§ **Direction a**
How many lines of the records below contain the word "metal"? Reply with the number only.

§ **Reading text**
Does the Word “Boundaries” Make You Cringe? How to Overcome the Fear in Setting Boundaries at Work
The number of times I've witnessed this scenario in my coaching practice could probably fill a book…Brilliant, accomplished midlife women arrive completely depleted, wondering where their energy and joy have disappeared to. And as we unpack their stories, a clear pattern emerges: boundaries that have gradually faded away, leaving them overextended, undervalued, and exhausted.
According to a recent Harvard Business Review study, professionals who establish clear boundaries report 34% higher job satisfaction and significantly lower burnout rates. Yet for midlife women specifically, boundary-setting is still one of our biggest challenges!
I get it! Many of us were raised to be the helpers, the fixers, the ones making sure everyone else's needs were met before our own. We've spent decades perfecting this role (and did a pretty good job at it, I might add!)
Here's what I know to be true from my years of career coaching: at midlife, continuing to over-commit, over-give, over-do is not only unsustainable, but it's actively blocking you from the career fulfillment you deserve. But don’t worry! There’s a simple (but maybe not easy) fix: setting boundaries!
The Midlife Boundary Paradox
There's a beautiful irony that I've witnessed time and again in my coaching sessions. The very moment in life when we most need strong boundaries is also when we're most qualified to set them! Think about it – we've accumulated decades of wisdom, professional expertise, and life experience. We've earned the right to protect our energy and define what works for us.

§ **Direction b**
Answer these questions on the article about setting boundaries at work:
(i) According to the Harvard Business Review study it cites, how much higher is the job satisfaction reported by professionals who establish clear boundaries?
(ii) What fix does it call "simple (but maybe not easy)"?
(iii) What three things does it say we've accumulated over decades?

§ **Data to process**
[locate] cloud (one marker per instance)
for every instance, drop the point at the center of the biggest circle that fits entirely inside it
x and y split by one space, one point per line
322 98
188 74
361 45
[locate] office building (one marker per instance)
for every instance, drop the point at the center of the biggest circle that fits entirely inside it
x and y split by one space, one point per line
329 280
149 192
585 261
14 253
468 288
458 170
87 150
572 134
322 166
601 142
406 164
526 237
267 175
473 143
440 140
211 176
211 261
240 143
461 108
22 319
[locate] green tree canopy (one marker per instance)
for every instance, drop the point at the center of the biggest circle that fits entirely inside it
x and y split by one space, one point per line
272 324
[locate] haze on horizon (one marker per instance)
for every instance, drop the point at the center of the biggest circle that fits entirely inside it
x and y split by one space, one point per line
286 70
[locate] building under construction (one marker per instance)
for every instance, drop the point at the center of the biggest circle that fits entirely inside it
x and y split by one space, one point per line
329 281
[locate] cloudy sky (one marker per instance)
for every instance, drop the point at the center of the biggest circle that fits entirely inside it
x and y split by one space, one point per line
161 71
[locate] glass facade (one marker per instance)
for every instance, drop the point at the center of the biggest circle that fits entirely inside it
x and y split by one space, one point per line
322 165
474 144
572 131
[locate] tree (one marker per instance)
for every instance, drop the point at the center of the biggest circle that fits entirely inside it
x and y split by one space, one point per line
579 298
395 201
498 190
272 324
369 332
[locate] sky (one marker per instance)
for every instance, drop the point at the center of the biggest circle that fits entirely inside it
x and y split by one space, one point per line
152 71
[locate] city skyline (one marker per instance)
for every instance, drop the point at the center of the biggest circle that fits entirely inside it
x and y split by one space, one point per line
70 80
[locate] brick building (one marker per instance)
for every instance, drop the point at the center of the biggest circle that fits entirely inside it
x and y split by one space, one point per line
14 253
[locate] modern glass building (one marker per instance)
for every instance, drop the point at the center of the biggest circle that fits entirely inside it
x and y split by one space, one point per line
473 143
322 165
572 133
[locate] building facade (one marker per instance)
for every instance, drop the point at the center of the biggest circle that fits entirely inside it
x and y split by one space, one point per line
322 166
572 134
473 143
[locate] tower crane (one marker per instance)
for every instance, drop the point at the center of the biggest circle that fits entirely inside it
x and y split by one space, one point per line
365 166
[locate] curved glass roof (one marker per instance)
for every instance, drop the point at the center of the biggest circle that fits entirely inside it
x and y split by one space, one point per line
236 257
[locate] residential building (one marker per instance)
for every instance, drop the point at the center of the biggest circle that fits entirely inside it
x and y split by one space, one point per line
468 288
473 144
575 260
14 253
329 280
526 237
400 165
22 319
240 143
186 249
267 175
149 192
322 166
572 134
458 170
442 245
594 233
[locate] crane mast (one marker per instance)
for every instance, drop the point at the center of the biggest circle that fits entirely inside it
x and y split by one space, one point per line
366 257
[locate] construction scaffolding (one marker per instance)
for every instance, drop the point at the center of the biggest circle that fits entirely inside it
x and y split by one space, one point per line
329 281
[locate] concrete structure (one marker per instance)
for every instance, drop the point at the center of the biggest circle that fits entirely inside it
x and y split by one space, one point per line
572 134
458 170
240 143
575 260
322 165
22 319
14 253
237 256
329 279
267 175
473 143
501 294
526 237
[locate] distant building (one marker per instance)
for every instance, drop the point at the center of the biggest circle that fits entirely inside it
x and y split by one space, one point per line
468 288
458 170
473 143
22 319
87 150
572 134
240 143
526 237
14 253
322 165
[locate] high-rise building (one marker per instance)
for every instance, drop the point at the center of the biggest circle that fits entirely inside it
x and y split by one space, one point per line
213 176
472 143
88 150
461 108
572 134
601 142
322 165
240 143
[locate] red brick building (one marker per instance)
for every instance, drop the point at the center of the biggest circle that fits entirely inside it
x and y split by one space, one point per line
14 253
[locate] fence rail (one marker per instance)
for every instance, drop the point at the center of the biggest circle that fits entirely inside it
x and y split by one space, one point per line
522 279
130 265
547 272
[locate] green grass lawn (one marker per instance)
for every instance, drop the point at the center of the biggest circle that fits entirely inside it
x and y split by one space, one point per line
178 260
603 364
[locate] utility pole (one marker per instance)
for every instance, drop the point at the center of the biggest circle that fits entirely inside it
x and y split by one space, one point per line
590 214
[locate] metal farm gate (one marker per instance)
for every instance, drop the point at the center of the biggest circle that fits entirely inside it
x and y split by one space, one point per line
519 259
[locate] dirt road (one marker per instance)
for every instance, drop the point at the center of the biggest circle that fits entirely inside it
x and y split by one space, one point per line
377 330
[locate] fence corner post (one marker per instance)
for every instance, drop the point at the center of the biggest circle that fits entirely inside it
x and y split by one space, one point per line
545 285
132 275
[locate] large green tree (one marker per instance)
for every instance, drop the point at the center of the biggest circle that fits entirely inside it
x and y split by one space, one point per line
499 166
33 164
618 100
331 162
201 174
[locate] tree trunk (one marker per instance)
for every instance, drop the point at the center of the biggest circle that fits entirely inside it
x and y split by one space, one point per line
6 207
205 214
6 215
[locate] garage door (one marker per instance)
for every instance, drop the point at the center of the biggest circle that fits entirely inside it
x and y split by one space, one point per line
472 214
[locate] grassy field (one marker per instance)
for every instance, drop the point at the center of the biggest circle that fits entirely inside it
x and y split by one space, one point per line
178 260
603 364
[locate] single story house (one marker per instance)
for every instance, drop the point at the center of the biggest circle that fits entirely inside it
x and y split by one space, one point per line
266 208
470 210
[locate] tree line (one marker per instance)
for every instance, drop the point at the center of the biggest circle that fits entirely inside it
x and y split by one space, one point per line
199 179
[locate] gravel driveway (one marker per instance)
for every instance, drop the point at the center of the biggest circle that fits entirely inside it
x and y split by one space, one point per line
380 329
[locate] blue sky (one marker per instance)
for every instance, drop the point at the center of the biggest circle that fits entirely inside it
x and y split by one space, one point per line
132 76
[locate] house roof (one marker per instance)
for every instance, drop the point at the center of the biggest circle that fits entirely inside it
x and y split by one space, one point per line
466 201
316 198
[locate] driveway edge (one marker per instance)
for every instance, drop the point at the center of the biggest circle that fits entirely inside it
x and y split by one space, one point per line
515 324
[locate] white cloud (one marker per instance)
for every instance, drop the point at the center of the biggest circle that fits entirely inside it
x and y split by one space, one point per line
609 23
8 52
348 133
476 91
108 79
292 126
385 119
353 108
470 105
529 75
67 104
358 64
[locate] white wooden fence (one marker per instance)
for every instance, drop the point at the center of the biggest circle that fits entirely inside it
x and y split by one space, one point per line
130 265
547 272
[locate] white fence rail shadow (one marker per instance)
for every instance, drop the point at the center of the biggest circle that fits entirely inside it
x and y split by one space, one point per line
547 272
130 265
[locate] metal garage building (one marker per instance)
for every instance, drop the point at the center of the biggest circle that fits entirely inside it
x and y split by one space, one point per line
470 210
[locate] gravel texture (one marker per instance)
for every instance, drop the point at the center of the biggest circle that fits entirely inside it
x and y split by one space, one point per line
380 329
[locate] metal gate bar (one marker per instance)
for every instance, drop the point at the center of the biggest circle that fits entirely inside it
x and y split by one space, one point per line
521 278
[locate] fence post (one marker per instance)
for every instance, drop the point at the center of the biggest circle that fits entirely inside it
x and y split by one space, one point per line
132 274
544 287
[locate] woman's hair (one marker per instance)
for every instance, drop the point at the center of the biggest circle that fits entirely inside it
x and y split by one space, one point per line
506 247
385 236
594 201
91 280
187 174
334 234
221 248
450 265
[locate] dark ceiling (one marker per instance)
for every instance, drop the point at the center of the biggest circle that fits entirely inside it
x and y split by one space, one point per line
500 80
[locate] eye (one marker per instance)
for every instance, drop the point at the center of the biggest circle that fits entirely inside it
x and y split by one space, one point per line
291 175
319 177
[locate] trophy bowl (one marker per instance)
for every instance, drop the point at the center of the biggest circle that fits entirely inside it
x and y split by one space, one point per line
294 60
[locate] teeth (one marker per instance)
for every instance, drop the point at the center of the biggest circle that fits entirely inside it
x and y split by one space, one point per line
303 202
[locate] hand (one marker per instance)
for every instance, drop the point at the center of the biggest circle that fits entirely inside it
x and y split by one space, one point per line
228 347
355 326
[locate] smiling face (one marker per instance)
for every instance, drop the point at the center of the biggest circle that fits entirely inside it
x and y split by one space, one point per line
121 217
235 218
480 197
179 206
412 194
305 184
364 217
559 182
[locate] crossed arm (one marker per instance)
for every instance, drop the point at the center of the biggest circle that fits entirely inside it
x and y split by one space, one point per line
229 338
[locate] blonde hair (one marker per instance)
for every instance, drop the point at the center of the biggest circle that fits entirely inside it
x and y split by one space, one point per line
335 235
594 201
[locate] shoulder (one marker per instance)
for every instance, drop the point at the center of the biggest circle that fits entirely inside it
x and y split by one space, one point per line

§ **Expected answer a**
3

§ **Expected answer b**
(i) 34% higher
(ii) Setting boundaries
(iii) Wisdom, professional expertise, and life experience